Count how many lines in the records below contain the string "Target", treating uppercase and lowercase as different, and reply with only that number.

(begin)

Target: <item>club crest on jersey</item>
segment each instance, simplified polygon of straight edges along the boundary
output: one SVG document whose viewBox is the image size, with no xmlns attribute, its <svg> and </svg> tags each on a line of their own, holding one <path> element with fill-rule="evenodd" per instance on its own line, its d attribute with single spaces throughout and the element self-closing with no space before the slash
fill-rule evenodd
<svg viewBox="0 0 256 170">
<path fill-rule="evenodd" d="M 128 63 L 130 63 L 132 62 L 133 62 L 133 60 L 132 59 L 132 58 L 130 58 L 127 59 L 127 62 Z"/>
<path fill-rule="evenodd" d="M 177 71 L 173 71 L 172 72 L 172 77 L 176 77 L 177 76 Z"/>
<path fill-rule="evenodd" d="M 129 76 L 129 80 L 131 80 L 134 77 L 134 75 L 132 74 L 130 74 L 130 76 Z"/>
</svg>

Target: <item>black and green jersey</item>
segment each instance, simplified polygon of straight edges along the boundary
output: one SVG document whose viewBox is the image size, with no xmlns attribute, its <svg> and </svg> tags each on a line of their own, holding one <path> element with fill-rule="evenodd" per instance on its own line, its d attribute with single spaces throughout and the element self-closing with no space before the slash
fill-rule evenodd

(end)
(begin)

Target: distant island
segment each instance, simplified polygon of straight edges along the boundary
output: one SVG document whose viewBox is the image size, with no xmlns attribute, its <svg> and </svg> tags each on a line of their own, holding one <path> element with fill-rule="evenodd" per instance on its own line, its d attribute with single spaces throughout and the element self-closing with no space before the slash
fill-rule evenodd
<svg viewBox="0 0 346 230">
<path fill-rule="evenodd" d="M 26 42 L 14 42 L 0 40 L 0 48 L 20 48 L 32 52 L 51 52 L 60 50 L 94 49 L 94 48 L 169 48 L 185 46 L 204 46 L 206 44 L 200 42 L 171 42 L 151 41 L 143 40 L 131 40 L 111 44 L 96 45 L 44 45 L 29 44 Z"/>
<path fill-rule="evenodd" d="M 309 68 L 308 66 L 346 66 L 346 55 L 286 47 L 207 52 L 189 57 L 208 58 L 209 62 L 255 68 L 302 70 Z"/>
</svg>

(end)

■ **Task answer**:
3